▶ **Tasks for this exercise**:
A: Answer these questions using the text on COPD:
(i) What two main disorders does COPD encompass?
(ii) In emphysema, what becomes trapped inside the air sacs when a person breathes out?
(iii) What may temporarily worsen COPD symptoms?
B: Continue the text on COPD, beginning right after its last sentence.

Chronic Obstructive Pulmonary Disease (COPD) is an umbrella term that encompasses 2 main disorders--- emphysema and chronic bronchitis--diseases that are characterized by obstruction to air flow in and out of the lungs. Emphysema and chronic bronchitis frequently coexist. Thus physicians prefer the term COPD.

COPD is a slowly progressive disease of the airways that is characterized by a gradual loss of lung function.

In Chronic Bronchitis, the airways become swollen and inflamed and produce large amounts of mucus. The swollen tissues and mucus make breathing difficult. The airways often become easily infected.

In Emphysema, the air sacs and small airways (bronchioles) are damaged and have lost their elasticity. When a person with emphysema breathes out, stale air becomes trapped inside the air sacs. This makes it harder for fresh air (oxygen) to come in and waste air (carbon dioxide) to go out. The blood vessels around the air sacs can be damaged too. This also prevents fresh air (oxygen) from reaching the bloodstream and waste air (carbon dioxide) from going out of the body. In almost all cases, COPD is caused by smoking. If you haven't quit smoking, do it now
Quit Smoking.


COPD - how it affects you
The symptoms of COPD can range from chronic cough and sputum ('phlegm') production to severe disabling shortness of breath. In some individuals, chronic cough and sputum production are the first signs that they are at risk for developing the airflow obstruction and shortness of breath characteristic of COPD. In others, shortness of breath may be the first indication of the disease. Individuals with COPD increasingly lose their ability to breathe. Acute infections or certain weather conditions may temporarily worsen symptoms (exacerbations), occasionally where hospitalization may be required.

▶ **Supplied data**:
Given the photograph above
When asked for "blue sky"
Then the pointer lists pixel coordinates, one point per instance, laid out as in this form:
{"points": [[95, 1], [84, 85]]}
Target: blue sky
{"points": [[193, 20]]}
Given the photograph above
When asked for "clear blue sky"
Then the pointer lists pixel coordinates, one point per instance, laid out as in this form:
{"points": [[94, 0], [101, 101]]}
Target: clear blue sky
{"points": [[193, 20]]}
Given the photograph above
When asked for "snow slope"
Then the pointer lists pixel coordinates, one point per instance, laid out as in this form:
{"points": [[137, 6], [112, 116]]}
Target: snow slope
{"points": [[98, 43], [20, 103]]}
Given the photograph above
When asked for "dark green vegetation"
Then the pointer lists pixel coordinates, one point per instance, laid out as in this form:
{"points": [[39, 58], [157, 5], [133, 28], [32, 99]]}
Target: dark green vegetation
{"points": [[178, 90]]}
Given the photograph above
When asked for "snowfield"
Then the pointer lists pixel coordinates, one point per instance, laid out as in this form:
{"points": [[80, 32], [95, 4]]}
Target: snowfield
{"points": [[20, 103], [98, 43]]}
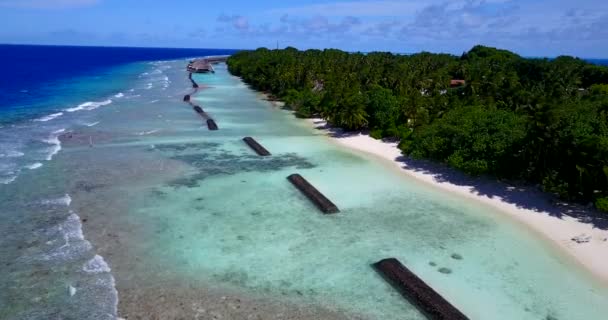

▶ **Responses by item number**:
A:
(i) Emphysema and chronic bronchitis.
(ii) Stale air.
(iii) Acute infections or certain weather conditions.

B:
The progression of the disease and the loss of lung function can be so gradual that, presently, many patients don't realize they have COPD till late. Check if you are likely to have COPD. People with COPD may first notice breathlessness during activities such as climbing stairs and walking uphill. There is often wheezing and coughing that brings up mucus. Over time, the breathlessness worsens, sometimes to the point where dressing and bathing are also difficult. Oxygen levels in the blood may fall and carbon dioxide levels may rise, which can cause tiredness, poor concentration and heart strain. The strained heart may enlarge and lead to swelling of the ankles and legs called edema.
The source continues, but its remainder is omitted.